→ WHAT TO PRODUCE
Count the lines below that contain the string "negative", treating uppercase and lowercase as different. Reply with the number alone.
━━━━━━━━━━━━━━━━━━━━
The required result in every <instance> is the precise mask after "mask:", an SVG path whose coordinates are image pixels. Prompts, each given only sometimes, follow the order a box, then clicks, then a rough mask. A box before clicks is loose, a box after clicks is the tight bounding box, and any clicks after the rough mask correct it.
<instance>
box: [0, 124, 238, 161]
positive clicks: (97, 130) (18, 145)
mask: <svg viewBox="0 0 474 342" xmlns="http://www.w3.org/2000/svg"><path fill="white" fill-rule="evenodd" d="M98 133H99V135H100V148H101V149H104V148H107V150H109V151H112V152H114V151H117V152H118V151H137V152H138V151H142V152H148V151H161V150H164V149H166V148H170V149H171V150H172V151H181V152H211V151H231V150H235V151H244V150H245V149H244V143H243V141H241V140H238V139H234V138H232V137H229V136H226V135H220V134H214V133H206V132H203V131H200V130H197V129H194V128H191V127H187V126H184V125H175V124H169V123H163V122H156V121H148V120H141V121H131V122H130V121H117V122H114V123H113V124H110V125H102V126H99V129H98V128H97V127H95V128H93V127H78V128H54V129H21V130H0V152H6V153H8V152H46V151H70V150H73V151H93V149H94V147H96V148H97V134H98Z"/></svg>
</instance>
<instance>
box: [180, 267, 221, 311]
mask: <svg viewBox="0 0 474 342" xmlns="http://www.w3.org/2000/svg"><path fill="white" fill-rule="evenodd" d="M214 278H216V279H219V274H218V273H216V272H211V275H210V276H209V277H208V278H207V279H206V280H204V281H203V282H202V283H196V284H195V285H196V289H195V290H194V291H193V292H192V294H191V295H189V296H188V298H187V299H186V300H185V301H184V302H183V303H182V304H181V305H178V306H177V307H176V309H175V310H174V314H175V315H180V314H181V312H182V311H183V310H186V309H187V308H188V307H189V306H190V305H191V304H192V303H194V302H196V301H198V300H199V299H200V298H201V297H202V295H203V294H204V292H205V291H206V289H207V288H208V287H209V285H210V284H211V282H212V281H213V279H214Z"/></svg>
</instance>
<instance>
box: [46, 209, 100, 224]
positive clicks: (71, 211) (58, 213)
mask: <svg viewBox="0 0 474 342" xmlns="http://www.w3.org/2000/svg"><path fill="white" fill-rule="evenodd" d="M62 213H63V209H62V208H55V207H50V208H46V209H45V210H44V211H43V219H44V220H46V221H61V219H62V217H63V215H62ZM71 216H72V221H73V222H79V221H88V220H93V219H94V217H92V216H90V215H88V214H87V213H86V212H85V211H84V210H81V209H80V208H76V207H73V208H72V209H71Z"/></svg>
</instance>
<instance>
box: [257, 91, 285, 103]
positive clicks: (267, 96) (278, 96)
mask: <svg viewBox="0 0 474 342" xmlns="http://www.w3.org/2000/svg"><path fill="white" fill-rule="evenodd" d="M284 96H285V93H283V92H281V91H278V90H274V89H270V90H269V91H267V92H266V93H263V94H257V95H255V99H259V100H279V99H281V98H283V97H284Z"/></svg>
━━━━━━━━━━━━━━━━━━━━
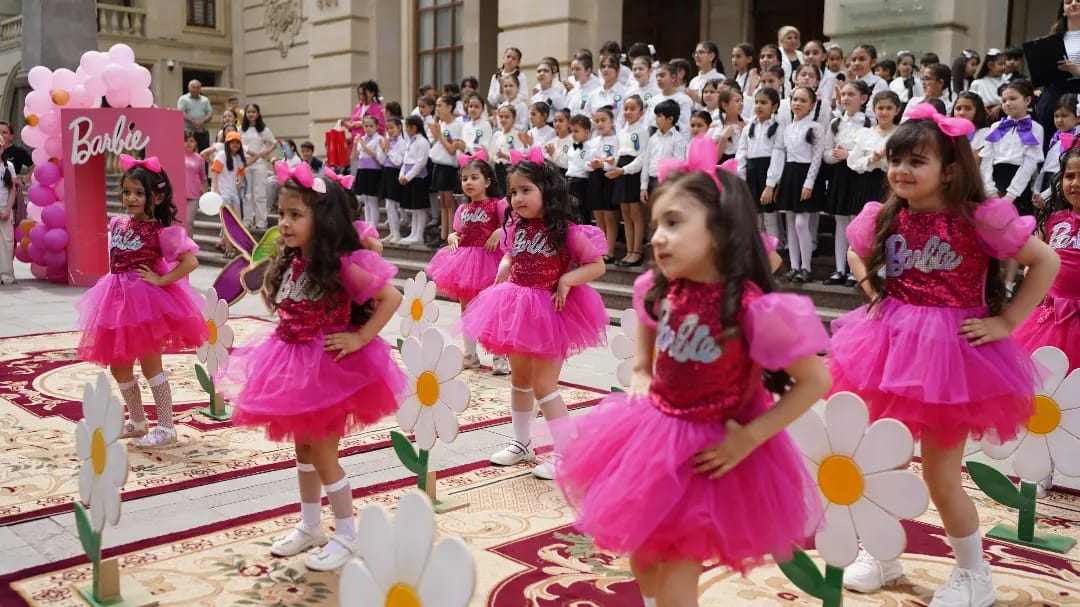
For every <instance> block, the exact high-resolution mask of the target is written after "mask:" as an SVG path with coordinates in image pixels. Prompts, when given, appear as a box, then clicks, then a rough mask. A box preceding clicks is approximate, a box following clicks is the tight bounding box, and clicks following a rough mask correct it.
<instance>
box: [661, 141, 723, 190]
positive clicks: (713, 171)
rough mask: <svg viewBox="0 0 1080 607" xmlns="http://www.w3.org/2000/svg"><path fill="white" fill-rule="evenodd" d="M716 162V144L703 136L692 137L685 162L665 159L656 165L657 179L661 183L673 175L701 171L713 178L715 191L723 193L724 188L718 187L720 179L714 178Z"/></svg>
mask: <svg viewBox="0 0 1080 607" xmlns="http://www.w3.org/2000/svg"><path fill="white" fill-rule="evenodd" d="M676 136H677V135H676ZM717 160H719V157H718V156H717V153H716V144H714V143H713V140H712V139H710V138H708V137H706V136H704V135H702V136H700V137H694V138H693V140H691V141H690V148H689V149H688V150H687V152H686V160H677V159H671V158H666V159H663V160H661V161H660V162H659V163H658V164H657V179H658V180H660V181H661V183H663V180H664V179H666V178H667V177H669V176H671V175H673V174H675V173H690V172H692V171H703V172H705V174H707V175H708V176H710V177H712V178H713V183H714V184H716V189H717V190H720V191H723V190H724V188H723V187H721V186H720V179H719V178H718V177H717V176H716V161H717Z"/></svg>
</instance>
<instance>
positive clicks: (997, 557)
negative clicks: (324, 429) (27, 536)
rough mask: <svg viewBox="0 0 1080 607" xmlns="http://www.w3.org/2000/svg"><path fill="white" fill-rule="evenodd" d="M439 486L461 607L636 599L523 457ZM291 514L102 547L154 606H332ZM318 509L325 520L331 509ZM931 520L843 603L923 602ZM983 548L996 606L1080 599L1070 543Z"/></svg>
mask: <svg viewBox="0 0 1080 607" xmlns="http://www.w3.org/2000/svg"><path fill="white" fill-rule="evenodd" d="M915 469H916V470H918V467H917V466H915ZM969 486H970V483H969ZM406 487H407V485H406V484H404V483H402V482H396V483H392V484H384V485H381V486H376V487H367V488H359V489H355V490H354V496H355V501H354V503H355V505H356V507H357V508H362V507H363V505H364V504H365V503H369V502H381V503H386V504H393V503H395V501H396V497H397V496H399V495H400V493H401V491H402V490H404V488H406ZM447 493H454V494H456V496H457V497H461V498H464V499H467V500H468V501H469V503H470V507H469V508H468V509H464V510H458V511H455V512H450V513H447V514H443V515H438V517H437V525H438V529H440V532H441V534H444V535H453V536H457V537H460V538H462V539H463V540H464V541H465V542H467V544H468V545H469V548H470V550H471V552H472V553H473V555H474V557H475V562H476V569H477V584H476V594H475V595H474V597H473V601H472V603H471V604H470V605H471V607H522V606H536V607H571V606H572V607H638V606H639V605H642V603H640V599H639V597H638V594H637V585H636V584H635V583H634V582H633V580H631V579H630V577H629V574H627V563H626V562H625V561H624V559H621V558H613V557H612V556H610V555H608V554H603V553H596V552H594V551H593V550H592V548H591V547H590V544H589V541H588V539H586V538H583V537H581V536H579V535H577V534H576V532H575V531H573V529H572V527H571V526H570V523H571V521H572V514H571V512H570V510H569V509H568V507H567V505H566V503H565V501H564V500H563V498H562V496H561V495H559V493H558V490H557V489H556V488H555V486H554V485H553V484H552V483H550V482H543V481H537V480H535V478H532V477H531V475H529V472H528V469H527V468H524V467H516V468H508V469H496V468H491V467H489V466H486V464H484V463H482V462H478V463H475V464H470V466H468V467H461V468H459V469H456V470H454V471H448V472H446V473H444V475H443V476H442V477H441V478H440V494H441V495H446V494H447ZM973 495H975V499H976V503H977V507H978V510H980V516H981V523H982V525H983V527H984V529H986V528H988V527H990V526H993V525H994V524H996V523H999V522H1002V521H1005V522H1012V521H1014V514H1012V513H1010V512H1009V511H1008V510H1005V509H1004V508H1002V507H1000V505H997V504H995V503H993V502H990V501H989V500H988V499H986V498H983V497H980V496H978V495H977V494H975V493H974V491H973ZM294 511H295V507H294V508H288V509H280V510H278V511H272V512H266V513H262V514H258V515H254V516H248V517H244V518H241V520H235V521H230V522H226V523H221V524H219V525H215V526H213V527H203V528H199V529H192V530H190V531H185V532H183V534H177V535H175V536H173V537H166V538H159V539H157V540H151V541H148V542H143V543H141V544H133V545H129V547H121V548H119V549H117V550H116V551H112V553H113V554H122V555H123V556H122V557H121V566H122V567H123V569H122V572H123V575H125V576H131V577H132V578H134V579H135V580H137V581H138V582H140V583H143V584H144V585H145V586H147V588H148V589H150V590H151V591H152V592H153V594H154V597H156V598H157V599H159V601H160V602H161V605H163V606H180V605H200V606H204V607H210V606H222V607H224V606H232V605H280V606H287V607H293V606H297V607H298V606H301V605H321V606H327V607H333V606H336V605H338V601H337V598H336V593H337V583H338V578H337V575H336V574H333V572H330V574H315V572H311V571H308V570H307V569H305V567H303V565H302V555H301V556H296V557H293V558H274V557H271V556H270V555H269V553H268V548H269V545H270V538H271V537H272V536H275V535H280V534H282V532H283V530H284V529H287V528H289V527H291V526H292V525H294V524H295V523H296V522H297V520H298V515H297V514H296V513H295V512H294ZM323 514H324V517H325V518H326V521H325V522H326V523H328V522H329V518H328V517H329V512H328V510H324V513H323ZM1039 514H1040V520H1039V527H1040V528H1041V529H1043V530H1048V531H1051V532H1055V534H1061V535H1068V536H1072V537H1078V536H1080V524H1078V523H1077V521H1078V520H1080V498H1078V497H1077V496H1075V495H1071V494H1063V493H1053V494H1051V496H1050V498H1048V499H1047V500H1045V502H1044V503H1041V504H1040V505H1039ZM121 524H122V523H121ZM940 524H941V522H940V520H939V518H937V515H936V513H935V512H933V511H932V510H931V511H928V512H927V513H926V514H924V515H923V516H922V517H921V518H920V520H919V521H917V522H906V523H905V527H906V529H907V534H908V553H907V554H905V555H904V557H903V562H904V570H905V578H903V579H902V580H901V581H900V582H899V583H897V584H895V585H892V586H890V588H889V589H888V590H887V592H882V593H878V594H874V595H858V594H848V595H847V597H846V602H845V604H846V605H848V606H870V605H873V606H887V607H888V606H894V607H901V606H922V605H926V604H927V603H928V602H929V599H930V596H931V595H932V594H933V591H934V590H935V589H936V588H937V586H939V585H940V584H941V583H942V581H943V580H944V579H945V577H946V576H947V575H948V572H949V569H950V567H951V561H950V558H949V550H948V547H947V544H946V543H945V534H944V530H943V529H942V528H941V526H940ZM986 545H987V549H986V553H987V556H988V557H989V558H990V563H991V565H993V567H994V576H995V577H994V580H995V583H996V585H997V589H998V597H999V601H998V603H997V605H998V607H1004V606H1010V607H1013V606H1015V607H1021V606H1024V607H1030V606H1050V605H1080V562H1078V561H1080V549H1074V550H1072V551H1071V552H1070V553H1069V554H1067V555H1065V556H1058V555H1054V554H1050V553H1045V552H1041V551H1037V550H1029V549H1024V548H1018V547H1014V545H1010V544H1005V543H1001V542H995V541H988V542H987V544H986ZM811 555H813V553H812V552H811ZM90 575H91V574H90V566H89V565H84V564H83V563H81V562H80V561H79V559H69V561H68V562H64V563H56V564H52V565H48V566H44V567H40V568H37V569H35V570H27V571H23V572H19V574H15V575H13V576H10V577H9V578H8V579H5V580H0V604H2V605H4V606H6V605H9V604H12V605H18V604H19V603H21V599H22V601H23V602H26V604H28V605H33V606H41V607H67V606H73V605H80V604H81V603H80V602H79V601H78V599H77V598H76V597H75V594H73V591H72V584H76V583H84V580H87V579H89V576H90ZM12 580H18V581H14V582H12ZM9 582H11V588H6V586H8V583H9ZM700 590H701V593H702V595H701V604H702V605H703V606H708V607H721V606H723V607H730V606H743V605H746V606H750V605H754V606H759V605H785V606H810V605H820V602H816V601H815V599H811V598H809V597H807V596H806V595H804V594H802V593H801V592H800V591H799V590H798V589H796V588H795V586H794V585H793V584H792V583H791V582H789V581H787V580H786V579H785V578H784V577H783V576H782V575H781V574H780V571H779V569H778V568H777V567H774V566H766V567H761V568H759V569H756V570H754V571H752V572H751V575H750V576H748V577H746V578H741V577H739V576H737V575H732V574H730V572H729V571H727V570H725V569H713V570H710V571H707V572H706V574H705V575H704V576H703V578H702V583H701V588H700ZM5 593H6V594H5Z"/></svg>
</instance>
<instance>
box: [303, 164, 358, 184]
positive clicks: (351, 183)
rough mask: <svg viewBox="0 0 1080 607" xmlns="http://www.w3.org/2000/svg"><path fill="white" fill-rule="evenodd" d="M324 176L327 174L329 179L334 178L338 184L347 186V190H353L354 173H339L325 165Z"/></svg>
━━━━━━━━━━━━━━━━━━━━
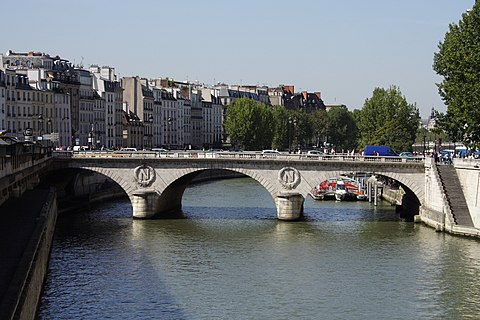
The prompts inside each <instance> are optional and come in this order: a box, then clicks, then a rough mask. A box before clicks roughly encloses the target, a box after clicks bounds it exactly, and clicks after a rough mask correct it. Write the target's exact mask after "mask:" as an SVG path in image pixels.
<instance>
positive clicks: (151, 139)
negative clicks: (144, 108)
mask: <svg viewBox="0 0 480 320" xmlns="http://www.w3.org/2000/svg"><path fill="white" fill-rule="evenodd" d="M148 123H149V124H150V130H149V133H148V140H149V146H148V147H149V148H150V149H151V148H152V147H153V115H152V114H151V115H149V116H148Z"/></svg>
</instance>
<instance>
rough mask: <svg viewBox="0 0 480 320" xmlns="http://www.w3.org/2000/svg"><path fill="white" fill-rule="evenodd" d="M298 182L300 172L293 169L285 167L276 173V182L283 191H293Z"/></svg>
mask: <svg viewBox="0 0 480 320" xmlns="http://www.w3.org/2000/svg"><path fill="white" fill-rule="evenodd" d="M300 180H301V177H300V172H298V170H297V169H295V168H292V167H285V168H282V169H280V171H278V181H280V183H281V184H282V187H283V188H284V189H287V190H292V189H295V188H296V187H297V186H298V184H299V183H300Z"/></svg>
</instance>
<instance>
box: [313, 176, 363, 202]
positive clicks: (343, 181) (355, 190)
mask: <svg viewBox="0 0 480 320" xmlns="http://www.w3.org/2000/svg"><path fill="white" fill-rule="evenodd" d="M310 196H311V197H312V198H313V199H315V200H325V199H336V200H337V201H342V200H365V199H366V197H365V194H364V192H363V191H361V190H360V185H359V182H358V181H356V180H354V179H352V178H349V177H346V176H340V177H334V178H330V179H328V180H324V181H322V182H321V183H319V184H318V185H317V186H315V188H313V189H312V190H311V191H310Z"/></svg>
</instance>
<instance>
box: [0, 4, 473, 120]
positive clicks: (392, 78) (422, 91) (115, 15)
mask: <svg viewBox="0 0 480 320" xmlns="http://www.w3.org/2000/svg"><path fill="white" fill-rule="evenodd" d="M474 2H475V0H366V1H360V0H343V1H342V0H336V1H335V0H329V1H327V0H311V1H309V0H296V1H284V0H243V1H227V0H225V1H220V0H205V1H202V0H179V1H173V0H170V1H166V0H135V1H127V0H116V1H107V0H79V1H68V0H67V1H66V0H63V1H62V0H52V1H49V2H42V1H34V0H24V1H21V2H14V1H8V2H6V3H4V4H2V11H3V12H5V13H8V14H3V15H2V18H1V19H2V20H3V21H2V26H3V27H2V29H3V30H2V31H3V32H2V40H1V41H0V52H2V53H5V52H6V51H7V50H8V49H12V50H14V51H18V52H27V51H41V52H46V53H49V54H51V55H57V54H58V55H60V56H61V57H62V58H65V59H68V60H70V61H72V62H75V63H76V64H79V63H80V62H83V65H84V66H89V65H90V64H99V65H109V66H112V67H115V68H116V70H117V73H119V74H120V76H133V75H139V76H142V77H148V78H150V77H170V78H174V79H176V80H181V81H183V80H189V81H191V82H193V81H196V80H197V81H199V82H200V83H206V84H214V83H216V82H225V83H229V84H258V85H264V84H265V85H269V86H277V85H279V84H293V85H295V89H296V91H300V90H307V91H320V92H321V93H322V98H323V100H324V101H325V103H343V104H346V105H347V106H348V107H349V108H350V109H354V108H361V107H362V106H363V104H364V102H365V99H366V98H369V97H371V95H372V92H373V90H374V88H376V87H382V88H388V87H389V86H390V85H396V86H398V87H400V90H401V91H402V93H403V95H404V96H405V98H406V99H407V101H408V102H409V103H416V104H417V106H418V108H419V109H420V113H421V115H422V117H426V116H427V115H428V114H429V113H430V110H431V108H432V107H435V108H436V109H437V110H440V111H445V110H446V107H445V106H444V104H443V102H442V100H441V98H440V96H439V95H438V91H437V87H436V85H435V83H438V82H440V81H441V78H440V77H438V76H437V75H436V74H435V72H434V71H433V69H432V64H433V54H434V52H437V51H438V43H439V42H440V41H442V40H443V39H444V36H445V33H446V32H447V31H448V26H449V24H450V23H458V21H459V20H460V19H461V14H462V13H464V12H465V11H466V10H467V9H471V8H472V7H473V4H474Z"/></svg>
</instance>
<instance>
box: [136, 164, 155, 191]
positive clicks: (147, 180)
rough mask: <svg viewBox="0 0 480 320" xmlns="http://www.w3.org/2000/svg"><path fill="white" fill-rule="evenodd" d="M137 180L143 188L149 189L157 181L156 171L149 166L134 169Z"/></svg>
━━━━━━━━━━━━━━━━━━━━
→ SOLUTION TO THIS TASK
2